### Data shown
====
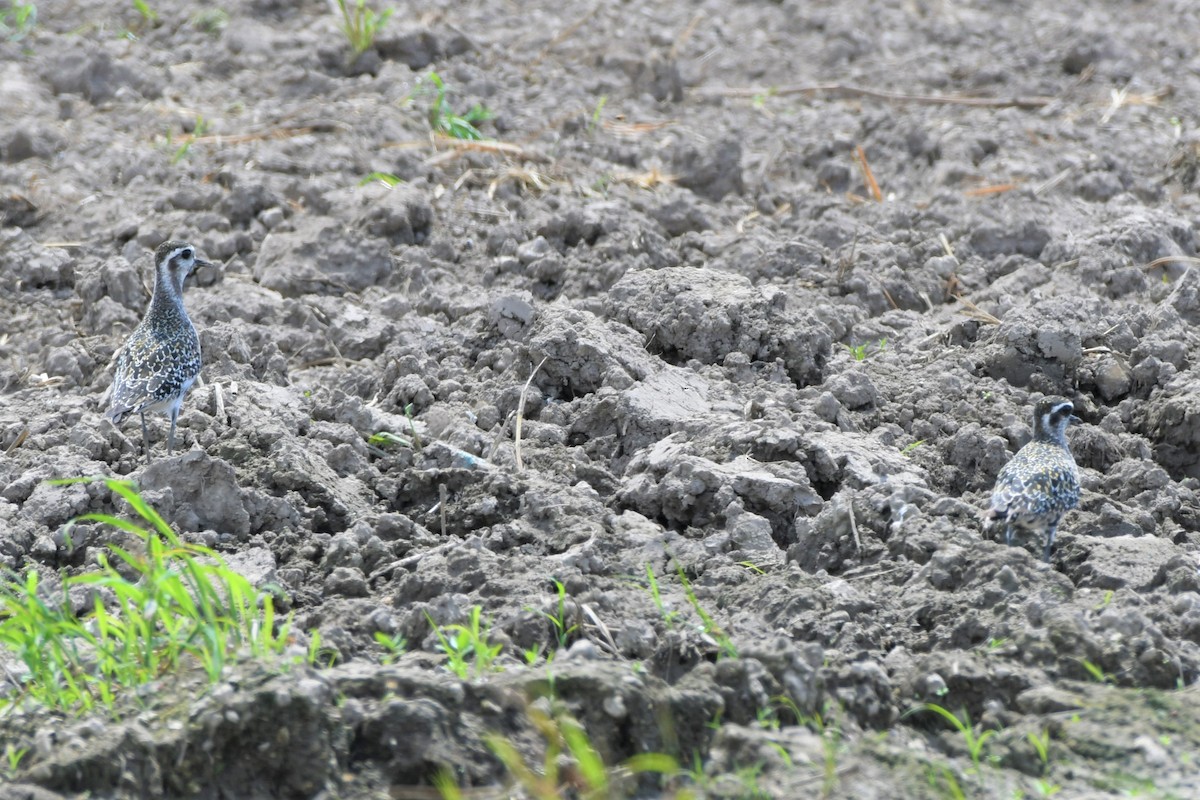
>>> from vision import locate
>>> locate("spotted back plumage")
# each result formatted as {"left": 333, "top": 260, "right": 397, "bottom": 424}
{"left": 107, "top": 242, "right": 204, "bottom": 436}
{"left": 984, "top": 396, "right": 1081, "bottom": 560}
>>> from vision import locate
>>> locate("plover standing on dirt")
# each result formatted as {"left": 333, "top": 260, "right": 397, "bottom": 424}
{"left": 107, "top": 241, "right": 207, "bottom": 458}
{"left": 982, "top": 396, "right": 1082, "bottom": 562}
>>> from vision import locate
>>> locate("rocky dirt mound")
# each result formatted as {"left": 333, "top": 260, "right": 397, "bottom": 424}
{"left": 2, "top": 0, "right": 1200, "bottom": 797}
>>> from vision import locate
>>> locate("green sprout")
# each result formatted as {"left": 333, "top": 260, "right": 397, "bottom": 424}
{"left": 1035, "top": 779, "right": 1063, "bottom": 797}
{"left": 373, "top": 631, "right": 407, "bottom": 665}
{"left": 170, "top": 116, "right": 210, "bottom": 164}
{"left": 403, "top": 402, "right": 423, "bottom": 450}
{"left": 926, "top": 765, "right": 967, "bottom": 800}
{"left": 368, "top": 430, "right": 413, "bottom": 448}
{"left": 1028, "top": 728, "right": 1051, "bottom": 768}
{"left": 1078, "top": 659, "right": 1114, "bottom": 684}
{"left": 643, "top": 563, "right": 680, "bottom": 628}
{"left": 847, "top": 337, "right": 887, "bottom": 361}
{"left": 358, "top": 171, "right": 402, "bottom": 188}
{"left": 131, "top": 0, "right": 156, "bottom": 24}
{"left": 424, "top": 71, "right": 493, "bottom": 140}
{"left": 192, "top": 8, "right": 229, "bottom": 35}
{"left": 751, "top": 86, "right": 778, "bottom": 109}
{"left": 774, "top": 696, "right": 840, "bottom": 797}
{"left": 1, "top": 1, "right": 36, "bottom": 41}
{"left": 588, "top": 95, "right": 607, "bottom": 135}
{"left": 912, "top": 704, "right": 995, "bottom": 773}
{"left": 3, "top": 744, "right": 27, "bottom": 778}
{"left": 335, "top": 0, "right": 393, "bottom": 56}
{"left": 678, "top": 567, "right": 737, "bottom": 660}
{"left": 527, "top": 579, "right": 579, "bottom": 655}
{"left": 306, "top": 628, "right": 336, "bottom": 669}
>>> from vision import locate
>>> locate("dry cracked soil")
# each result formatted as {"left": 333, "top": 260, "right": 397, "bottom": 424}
{"left": 3, "top": 0, "right": 1200, "bottom": 798}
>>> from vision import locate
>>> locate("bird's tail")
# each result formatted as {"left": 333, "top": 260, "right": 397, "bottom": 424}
{"left": 107, "top": 404, "right": 133, "bottom": 425}
{"left": 978, "top": 504, "right": 1004, "bottom": 527}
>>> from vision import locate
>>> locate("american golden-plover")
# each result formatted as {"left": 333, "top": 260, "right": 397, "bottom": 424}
{"left": 982, "top": 396, "right": 1082, "bottom": 562}
{"left": 107, "top": 241, "right": 207, "bottom": 458}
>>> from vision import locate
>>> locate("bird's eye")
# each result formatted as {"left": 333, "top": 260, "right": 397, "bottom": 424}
{"left": 181, "top": 248, "right": 194, "bottom": 261}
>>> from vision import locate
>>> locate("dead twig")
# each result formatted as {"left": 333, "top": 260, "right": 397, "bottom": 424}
{"left": 297, "top": 356, "right": 357, "bottom": 369}
{"left": 1141, "top": 255, "right": 1200, "bottom": 271}
{"left": 939, "top": 233, "right": 959, "bottom": 264}
{"left": 845, "top": 565, "right": 903, "bottom": 582}
{"left": 580, "top": 602, "right": 621, "bottom": 657}
{"left": 735, "top": 210, "right": 760, "bottom": 234}
{"left": 515, "top": 356, "right": 549, "bottom": 473}
{"left": 856, "top": 145, "right": 883, "bottom": 202}
{"left": 878, "top": 283, "right": 899, "bottom": 310}
{"left": 1098, "top": 84, "right": 1169, "bottom": 124}
{"left": 603, "top": 119, "right": 677, "bottom": 137}
{"left": 4, "top": 427, "right": 29, "bottom": 456}
{"left": 439, "top": 483, "right": 448, "bottom": 538}
{"left": 422, "top": 138, "right": 552, "bottom": 167}
{"left": 964, "top": 182, "right": 1021, "bottom": 197}
{"left": 214, "top": 383, "right": 226, "bottom": 426}
{"left": 670, "top": 11, "right": 705, "bottom": 59}
{"left": 27, "top": 373, "right": 65, "bottom": 388}
{"left": 848, "top": 501, "right": 863, "bottom": 555}
{"left": 488, "top": 410, "right": 517, "bottom": 463}
{"left": 487, "top": 167, "right": 553, "bottom": 199}
{"left": 613, "top": 168, "right": 677, "bottom": 189}
{"left": 178, "top": 124, "right": 343, "bottom": 148}
{"left": 527, "top": 5, "right": 599, "bottom": 72}
{"left": 954, "top": 295, "right": 1002, "bottom": 326}
{"left": 835, "top": 231, "right": 861, "bottom": 283}
{"left": 701, "top": 83, "right": 1056, "bottom": 109}
{"left": 1034, "top": 166, "right": 1075, "bottom": 195}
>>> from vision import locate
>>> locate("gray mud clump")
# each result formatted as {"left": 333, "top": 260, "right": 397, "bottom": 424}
{"left": 2, "top": 1, "right": 1200, "bottom": 799}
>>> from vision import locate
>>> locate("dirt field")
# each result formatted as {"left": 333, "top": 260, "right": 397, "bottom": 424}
{"left": 2, "top": 0, "right": 1200, "bottom": 797}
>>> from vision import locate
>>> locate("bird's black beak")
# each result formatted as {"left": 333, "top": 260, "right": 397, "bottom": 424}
{"left": 1069, "top": 415, "right": 1083, "bottom": 425}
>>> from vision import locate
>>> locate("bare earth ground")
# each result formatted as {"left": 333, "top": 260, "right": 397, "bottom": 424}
{"left": 2, "top": 0, "right": 1200, "bottom": 797}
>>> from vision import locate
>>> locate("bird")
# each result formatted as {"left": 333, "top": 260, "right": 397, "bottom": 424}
{"left": 982, "top": 396, "right": 1082, "bottom": 562}
{"left": 107, "top": 240, "right": 208, "bottom": 459}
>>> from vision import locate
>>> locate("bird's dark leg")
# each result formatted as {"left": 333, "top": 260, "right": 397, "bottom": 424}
{"left": 1043, "top": 524, "right": 1057, "bottom": 563}
{"left": 139, "top": 412, "right": 151, "bottom": 460}
{"left": 168, "top": 407, "right": 178, "bottom": 454}
{"left": 1004, "top": 525, "right": 1013, "bottom": 547}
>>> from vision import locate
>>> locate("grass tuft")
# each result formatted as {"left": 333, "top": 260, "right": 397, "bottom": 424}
{"left": 373, "top": 631, "right": 407, "bottom": 664}
{"left": 335, "top": 0, "right": 392, "bottom": 57}
{"left": 0, "top": 476, "right": 293, "bottom": 715}
{"left": 426, "top": 606, "right": 503, "bottom": 679}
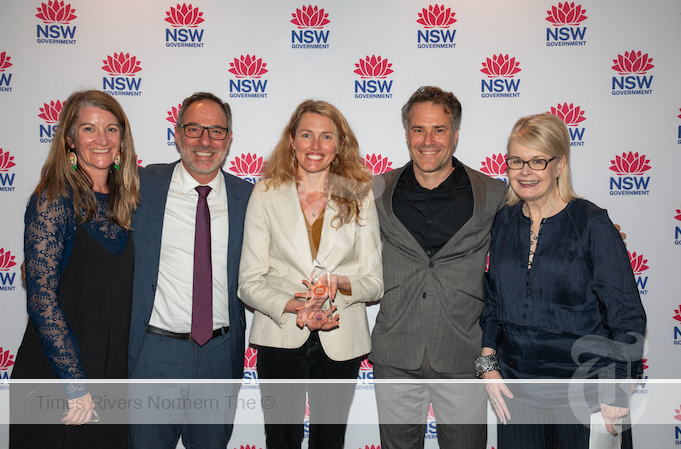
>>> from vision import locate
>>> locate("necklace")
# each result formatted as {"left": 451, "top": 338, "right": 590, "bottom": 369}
{"left": 527, "top": 196, "right": 559, "bottom": 240}
{"left": 304, "top": 192, "right": 326, "bottom": 218}
{"left": 526, "top": 197, "right": 558, "bottom": 268}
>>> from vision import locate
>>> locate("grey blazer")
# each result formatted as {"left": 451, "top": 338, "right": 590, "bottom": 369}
{"left": 370, "top": 161, "right": 507, "bottom": 375}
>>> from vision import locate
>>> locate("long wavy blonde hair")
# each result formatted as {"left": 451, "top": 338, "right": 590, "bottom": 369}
{"left": 263, "top": 100, "right": 372, "bottom": 227}
{"left": 33, "top": 90, "right": 140, "bottom": 229}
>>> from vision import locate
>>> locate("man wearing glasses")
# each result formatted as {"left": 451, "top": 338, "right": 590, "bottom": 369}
{"left": 127, "top": 92, "right": 253, "bottom": 448}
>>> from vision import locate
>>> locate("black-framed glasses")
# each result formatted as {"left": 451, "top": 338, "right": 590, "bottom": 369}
{"left": 505, "top": 157, "right": 556, "bottom": 171}
{"left": 180, "top": 124, "right": 229, "bottom": 140}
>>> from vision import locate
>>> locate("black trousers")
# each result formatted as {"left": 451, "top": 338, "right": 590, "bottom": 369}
{"left": 257, "top": 332, "right": 362, "bottom": 449}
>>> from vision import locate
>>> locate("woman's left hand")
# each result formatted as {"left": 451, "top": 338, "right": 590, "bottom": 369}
{"left": 600, "top": 403, "right": 628, "bottom": 436}
{"left": 482, "top": 370, "right": 514, "bottom": 425}
{"left": 61, "top": 392, "right": 95, "bottom": 425}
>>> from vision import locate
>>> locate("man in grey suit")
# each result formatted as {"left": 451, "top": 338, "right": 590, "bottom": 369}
{"left": 370, "top": 86, "right": 507, "bottom": 449}
{"left": 127, "top": 92, "right": 253, "bottom": 448}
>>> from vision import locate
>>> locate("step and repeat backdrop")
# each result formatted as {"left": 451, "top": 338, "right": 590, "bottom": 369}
{"left": 1, "top": 0, "right": 680, "bottom": 448}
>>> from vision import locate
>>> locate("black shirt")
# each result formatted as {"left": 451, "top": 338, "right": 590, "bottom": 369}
{"left": 392, "top": 157, "right": 474, "bottom": 258}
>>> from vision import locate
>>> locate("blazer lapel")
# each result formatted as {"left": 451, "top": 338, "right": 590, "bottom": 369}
{"left": 314, "top": 198, "right": 341, "bottom": 271}
{"left": 380, "top": 164, "right": 428, "bottom": 258}
{"left": 435, "top": 164, "right": 489, "bottom": 255}
{"left": 275, "top": 183, "right": 314, "bottom": 274}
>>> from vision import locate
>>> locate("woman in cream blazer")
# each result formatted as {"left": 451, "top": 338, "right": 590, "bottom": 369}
{"left": 238, "top": 100, "right": 383, "bottom": 449}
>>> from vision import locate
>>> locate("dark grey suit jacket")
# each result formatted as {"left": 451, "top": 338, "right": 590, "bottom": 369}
{"left": 127, "top": 161, "right": 253, "bottom": 380}
{"left": 370, "top": 161, "right": 507, "bottom": 375}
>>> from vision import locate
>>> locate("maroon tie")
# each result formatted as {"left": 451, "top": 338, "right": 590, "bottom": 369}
{"left": 191, "top": 185, "right": 213, "bottom": 346}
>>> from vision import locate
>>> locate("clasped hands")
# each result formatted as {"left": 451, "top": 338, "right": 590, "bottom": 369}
{"left": 285, "top": 274, "right": 349, "bottom": 331}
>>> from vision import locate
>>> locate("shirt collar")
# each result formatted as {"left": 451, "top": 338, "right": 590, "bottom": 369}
{"left": 176, "top": 162, "right": 223, "bottom": 197}
{"left": 405, "top": 156, "right": 465, "bottom": 194}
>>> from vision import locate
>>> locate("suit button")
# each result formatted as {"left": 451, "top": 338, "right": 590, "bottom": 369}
{"left": 426, "top": 250, "right": 432, "bottom": 256}
{"left": 524, "top": 303, "right": 528, "bottom": 308}
{"left": 429, "top": 262, "right": 434, "bottom": 268}
{"left": 523, "top": 313, "right": 527, "bottom": 318}
{"left": 422, "top": 292, "right": 426, "bottom": 298}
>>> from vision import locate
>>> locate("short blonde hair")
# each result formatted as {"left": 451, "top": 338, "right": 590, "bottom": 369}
{"left": 505, "top": 113, "right": 579, "bottom": 206}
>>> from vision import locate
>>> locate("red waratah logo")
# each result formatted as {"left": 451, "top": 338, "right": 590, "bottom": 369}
{"left": 678, "top": 108, "right": 681, "bottom": 120}
{"left": 36, "top": 0, "right": 77, "bottom": 24}
{"left": 611, "top": 51, "right": 654, "bottom": 75}
{"left": 244, "top": 347, "right": 258, "bottom": 370}
{"left": 417, "top": 5, "right": 457, "bottom": 28}
{"left": 675, "top": 208, "right": 681, "bottom": 221}
{"left": 642, "top": 359, "right": 648, "bottom": 370}
{"left": 674, "top": 306, "right": 681, "bottom": 323}
{"left": 0, "top": 52, "right": 12, "bottom": 72}
{"left": 165, "top": 4, "right": 204, "bottom": 27}
{"left": 675, "top": 406, "right": 681, "bottom": 422}
{"left": 545, "top": 2, "right": 587, "bottom": 26}
{"left": 609, "top": 152, "right": 651, "bottom": 176}
{"left": 229, "top": 154, "right": 264, "bottom": 178}
{"left": 136, "top": 156, "right": 143, "bottom": 167}
{"left": 360, "top": 357, "right": 373, "bottom": 371}
{"left": 290, "top": 5, "right": 330, "bottom": 29}
{"left": 0, "top": 249, "right": 17, "bottom": 271}
{"left": 0, "top": 348, "right": 15, "bottom": 370}
{"left": 166, "top": 103, "right": 182, "bottom": 125}
{"left": 480, "top": 54, "right": 521, "bottom": 78}
{"left": 427, "top": 403, "right": 435, "bottom": 420}
{"left": 549, "top": 103, "right": 586, "bottom": 126}
{"left": 363, "top": 446, "right": 380, "bottom": 449}
{"left": 38, "top": 100, "right": 64, "bottom": 123}
{"left": 102, "top": 53, "right": 142, "bottom": 76}
{"left": 628, "top": 252, "right": 649, "bottom": 275}
{"left": 238, "top": 446, "right": 261, "bottom": 449}
{"left": 362, "top": 154, "right": 393, "bottom": 175}
{"left": 0, "top": 149, "right": 16, "bottom": 171}
{"left": 480, "top": 154, "right": 508, "bottom": 177}
{"left": 229, "top": 55, "right": 268, "bottom": 79}
{"left": 354, "top": 56, "right": 393, "bottom": 79}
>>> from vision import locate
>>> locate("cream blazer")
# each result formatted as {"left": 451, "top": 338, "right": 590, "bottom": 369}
{"left": 238, "top": 180, "right": 383, "bottom": 361}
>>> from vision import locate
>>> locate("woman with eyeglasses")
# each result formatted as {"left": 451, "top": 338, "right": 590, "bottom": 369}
{"left": 477, "top": 113, "right": 645, "bottom": 449}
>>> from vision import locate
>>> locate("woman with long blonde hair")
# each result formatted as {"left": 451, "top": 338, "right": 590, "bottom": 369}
{"left": 238, "top": 100, "right": 383, "bottom": 448}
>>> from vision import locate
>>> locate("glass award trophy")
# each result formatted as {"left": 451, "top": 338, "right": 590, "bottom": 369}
{"left": 302, "top": 262, "right": 330, "bottom": 326}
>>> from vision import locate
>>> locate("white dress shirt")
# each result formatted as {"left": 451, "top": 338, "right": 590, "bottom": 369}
{"left": 149, "top": 163, "right": 230, "bottom": 332}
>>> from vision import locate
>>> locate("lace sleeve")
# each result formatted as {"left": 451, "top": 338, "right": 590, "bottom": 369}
{"left": 24, "top": 192, "right": 87, "bottom": 399}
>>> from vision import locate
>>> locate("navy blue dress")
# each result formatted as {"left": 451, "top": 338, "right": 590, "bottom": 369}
{"left": 480, "top": 199, "right": 645, "bottom": 408}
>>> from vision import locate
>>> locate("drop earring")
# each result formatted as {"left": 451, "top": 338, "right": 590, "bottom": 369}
{"left": 114, "top": 154, "right": 121, "bottom": 170}
{"left": 69, "top": 151, "right": 77, "bottom": 170}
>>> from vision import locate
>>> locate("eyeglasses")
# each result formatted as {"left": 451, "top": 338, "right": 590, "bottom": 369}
{"left": 181, "top": 124, "right": 229, "bottom": 140}
{"left": 505, "top": 157, "right": 556, "bottom": 171}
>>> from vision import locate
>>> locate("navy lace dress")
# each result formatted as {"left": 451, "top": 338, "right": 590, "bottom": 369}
{"left": 11, "top": 190, "right": 133, "bottom": 449}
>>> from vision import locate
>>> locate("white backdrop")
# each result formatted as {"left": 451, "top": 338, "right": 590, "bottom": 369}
{"left": 1, "top": 0, "right": 681, "bottom": 448}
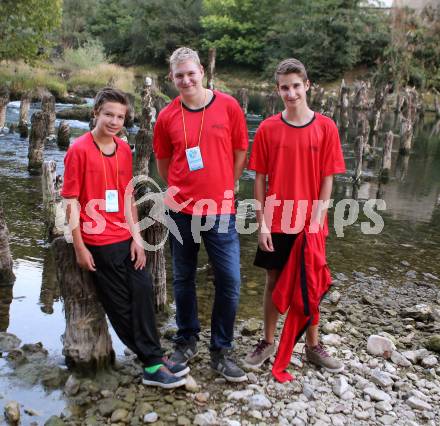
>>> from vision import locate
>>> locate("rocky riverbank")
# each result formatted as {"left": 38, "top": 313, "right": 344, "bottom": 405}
{"left": 1, "top": 266, "right": 439, "bottom": 425}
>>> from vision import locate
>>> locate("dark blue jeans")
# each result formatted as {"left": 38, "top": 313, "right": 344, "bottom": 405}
{"left": 168, "top": 211, "right": 241, "bottom": 351}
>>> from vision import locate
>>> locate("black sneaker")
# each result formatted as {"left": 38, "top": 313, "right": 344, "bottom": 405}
{"left": 170, "top": 336, "right": 198, "bottom": 365}
{"left": 162, "top": 356, "right": 190, "bottom": 377}
{"left": 142, "top": 366, "right": 186, "bottom": 389}
{"left": 211, "top": 349, "right": 247, "bottom": 383}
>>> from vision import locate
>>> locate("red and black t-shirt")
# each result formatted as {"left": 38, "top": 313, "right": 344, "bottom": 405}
{"left": 153, "top": 90, "right": 248, "bottom": 216}
{"left": 248, "top": 112, "right": 346, "bottom": 233}
{"left": 61, "top": 131, "right": 133, "bottom": 246}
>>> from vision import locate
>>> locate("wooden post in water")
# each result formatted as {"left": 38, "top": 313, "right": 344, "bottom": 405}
{"left": 206, "top": 48, "right": 216, "bottom": 90}
{"left": 380, "top": 131, "right": 394, "bottom": 182}
{"left": 42, "top": 161, "right": 65, "bottom": 241}
{"left": 134, "top": 77, "right": 155, "bottom": 176}
{"left": 265, "top": 91, "right": 278, "bottom": 117}
{"left": 399, "top": 118, "right": 413, "bottom": 155}
{"left": 0, "top": 204, "right": 15, "bottom": 285}
{"left": 28, "top": 112, "right": 46, "bottom": 175}
{"left": 339, "top": 81, "right": 350, "bottom": 129}
{"left": 41, "top": 92, "right": 56, "bottom": 139}
{"left": 353, "top": 81, "right": 369, "bottom": 110}
{"left": 57, "top": 121, "right": 70, "bottom": 149}
{"left": 0, "top": 86, "right": 10, "bottom": 129}
{"left": 53, "top": 237, "right": 115, "bottom": 371}
{"left": 237, "top": 88, "right": 249, "bottom": 115}
{"left": 134, "top": 77, "right": 167, "bottom": 311}
{"left": 371, "top": 83, "right": 390, "bottom": 133}
{"left": 353, "top": 135, "right": 364, "bottom": 182}
{"left": 18, "top": 91, "right": 31, "bottom": 138}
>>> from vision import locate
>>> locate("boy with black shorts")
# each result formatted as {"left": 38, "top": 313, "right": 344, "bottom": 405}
{"left": 62, "top": 87, "right": 188, "bottom": 388}
{"left": 244, "top": 59, "right": 346, "bottom": 373}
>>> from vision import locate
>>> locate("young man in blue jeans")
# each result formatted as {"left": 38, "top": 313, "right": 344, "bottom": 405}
{"left": 153, "top": 47, "right": 248, "bottom": 382}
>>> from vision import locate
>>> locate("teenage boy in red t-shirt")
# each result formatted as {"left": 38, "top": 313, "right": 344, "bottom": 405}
{"left": 153, "top": 47, "right": 248, "bottom": 382}
{"left": 62, "top": 87, "right": 188, "bottom": 388}
{"left": 244, "top": 59, "right": 346, "bottom": 372}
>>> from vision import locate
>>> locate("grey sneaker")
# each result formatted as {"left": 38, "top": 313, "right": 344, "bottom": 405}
{"left": 243, "top": 339, "right": 276, "bottom": 369}
{"left": 170, "top": 336, "right": 198, "bottom": 365}
{"left": 211, "top": 350, "right": 247, "bottom": 382}
{"left": 305, "top": 343, "right": 344, "bottom": 373}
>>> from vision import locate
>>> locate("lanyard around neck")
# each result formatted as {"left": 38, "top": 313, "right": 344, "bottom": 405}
{"left": 180, "top": 89, "right": 207, "bottom": 150}
{"left": 98, "top": 142, "right": 119, "bottom": 191}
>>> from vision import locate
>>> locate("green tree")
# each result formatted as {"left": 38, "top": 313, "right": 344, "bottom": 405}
{"left": 265, "top": 0, "right": 390, "bottom": 82}
{"left": 201, "top": 0, "right": 273, "bottom": 67}
{"left": 0, "top": 0, "right": 62, "bottom": 62}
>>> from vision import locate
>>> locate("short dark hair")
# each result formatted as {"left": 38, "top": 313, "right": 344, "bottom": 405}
{"left": 275, "top": 58, "right": 308, "bottom": 84}
{"left": 93, "top": 87, "right": 130, "bottom": 115}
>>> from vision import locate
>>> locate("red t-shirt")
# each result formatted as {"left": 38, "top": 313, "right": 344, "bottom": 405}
{"left": 248, "top": 112, "right": 346, "bottom": 234}
{"left": 153, "top": 90, "right": 248, "bottom": 215}
{"left": 61, "top": 131, "right": 133, "bottom": 246}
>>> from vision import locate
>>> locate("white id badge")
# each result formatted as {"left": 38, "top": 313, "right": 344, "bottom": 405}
{"left": 185, "top": 146, "right": 204, "bottom": 171}
{"left": 105, "top": 189, "right": 119, "bottom": 212}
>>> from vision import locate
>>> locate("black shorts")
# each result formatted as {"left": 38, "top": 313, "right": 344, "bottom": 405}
{"left": 254, "top": 233, "right": 299, "bottom": 271}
====
### Your objective
Display every line of the listing that contains the string "jeans".

### Your solution
>>> locate("dark blue jeans")
>>> locate("young man in blue jeans")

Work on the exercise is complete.